The line containing "Where can the open" marks the start; repeat it and every following line exactly through the end of the entries.
──────── Provided data
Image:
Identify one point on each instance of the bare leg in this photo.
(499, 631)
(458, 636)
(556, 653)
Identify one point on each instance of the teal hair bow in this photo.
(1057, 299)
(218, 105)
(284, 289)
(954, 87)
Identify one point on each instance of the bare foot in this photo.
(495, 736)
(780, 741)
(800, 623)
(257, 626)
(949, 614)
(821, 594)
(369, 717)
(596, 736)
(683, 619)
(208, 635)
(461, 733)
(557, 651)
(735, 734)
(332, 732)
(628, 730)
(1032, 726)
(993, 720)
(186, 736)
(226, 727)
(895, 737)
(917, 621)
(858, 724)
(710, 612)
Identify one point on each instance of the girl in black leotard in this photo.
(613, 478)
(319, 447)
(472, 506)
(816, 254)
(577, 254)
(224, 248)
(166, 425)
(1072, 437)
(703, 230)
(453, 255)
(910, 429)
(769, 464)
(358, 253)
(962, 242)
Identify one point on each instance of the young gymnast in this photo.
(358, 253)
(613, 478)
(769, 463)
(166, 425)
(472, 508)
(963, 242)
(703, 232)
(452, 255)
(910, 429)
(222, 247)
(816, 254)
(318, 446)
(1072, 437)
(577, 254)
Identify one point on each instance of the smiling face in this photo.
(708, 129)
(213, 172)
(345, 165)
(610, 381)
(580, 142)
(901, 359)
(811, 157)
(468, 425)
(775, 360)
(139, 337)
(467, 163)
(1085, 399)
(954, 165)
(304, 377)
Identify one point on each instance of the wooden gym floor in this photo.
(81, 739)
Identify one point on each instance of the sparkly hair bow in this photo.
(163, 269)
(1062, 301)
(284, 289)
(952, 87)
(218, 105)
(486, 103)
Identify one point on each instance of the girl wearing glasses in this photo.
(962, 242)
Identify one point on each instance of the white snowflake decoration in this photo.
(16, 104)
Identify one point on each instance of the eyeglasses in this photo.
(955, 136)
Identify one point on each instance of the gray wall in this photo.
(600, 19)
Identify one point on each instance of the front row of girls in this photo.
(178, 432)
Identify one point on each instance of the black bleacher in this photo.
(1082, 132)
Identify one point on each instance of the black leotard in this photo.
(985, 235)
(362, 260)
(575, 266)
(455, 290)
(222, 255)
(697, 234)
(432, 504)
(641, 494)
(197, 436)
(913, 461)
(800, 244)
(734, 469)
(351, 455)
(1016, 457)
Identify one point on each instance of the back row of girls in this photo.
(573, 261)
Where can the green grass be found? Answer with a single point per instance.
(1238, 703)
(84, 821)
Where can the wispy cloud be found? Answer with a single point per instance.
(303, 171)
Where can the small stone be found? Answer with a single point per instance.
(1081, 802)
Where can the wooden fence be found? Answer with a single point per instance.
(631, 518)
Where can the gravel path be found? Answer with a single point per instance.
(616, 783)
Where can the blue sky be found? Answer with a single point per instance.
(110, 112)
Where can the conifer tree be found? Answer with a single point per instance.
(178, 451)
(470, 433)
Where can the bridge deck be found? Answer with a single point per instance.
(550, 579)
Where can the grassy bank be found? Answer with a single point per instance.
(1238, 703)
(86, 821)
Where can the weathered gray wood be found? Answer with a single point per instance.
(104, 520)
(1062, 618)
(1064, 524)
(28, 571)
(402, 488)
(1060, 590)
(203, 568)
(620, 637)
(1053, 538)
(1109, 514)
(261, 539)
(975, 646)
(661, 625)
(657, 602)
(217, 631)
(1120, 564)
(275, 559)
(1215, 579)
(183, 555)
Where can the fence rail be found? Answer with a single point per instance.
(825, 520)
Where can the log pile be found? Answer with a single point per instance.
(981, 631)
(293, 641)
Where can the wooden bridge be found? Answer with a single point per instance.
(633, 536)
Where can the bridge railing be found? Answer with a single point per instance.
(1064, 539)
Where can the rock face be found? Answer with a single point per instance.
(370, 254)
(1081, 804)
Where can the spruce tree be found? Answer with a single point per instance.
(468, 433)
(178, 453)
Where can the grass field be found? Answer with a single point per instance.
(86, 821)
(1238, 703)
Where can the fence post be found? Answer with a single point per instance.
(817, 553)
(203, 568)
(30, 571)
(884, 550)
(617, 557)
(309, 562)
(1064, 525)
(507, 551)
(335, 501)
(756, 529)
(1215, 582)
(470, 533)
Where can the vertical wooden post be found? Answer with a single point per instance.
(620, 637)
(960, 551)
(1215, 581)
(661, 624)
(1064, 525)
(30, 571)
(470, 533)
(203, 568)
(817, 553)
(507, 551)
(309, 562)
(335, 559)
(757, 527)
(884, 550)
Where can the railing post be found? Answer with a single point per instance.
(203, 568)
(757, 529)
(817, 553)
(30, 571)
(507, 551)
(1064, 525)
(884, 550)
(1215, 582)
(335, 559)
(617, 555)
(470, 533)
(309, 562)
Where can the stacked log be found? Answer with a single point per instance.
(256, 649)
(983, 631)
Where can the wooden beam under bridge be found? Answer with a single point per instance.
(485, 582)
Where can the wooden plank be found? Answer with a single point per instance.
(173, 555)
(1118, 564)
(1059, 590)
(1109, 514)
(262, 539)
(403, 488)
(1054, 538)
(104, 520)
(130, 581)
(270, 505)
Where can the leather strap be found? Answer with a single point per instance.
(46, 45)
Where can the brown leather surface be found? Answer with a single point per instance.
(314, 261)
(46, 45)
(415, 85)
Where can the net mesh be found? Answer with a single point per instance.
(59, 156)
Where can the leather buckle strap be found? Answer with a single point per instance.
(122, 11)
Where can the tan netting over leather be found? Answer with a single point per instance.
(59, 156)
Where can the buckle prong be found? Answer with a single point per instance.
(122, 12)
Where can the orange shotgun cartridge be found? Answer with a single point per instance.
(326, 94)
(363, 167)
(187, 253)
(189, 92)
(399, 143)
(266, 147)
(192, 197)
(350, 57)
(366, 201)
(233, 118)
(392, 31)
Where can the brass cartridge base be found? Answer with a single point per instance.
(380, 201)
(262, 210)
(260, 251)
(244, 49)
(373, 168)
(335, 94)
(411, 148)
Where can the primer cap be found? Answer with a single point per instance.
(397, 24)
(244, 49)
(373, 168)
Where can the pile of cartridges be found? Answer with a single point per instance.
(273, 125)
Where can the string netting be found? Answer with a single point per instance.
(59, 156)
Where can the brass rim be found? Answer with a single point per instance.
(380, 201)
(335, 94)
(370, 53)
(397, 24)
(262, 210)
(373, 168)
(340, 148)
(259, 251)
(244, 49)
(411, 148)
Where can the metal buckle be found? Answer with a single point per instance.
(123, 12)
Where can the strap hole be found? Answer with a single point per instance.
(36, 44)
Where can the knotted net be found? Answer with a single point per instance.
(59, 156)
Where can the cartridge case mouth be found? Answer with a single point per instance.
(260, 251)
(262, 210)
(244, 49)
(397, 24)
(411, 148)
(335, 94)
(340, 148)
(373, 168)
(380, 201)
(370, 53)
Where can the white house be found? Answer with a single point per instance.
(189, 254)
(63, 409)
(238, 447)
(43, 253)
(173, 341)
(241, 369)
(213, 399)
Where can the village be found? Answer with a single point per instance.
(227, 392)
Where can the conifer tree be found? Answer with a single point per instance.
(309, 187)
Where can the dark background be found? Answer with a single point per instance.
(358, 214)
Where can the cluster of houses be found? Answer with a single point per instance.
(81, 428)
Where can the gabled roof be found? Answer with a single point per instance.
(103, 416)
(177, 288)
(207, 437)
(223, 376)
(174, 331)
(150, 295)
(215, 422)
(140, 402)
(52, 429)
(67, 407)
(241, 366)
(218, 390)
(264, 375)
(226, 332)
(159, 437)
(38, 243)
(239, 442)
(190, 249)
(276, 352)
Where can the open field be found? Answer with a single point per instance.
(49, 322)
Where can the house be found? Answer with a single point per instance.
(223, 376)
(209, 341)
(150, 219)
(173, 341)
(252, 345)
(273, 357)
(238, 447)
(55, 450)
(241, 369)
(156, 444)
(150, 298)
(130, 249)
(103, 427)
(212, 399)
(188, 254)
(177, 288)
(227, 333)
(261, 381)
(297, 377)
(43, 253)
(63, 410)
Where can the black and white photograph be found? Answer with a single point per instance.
────────────────
> **Response area**
Where can the open field be found? Answer with a single point per instance.
(49, 322)
Where can the house be found? Answer with a single point per instance.
(223, 376)
(209, 341)
(150, 219)
(173, 341)
(252, 345)
(273, 357)
(238, 447)
(55, 450)
(241, 369)
(156, 444)
(150, 298)
(130, 249)
(103, 427)
(212, 399)
(188, 254)
(177, 288)
(227, 333)
(261, 381)
(297, 377)
(43, 253)
(63, 410)
Where can the black and white photograph be found? Answer with a single point per instance.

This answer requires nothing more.